[Problem to work on] Put every row below into a JSON list of strings, one string per line, with blank lines left out. Leave the picture out of the list.

[Extracted information]
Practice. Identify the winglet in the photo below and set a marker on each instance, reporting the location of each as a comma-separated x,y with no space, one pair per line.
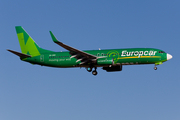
53,37
19,54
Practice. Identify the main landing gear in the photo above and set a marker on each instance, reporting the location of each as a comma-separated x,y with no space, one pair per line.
94,72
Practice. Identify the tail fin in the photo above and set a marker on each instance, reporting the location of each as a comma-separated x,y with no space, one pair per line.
27,44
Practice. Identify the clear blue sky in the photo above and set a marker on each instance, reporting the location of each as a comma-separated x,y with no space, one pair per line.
32,92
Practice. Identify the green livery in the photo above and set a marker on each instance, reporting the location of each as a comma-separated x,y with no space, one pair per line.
109,59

[Result]
[
  "Practice. Identify the winglet in the photo below and set a marker on each instance, reporting the location of each as a comma-separated x,y with no space, one pair per line.",
  "53,37",
  "19,54",
  "Practice. Identify the main landing gear in the photo above and set a marker on each instance, reporting the location of each as a comma-separated x,y with no space, one pair per line.",
  "94,72",
  "Practice. Identify the tail fin in the photo above and set a marker on each instance, reporting the location of each as a comma-separated x,y with no space, one pair per line.",
  "27,44",
  "Practice. Identify the clear blue sky in the photo above and set a marker on each instance, reporting the location of each as a comma-separated x,y with no space, one pair per line.",
  "32,92",
  "Practice. Identify the green livery in the photo above and set a marker on each instance, reporting the location of each as a comma-separated x,y with no space, one pair per line.",
  "109,59"
]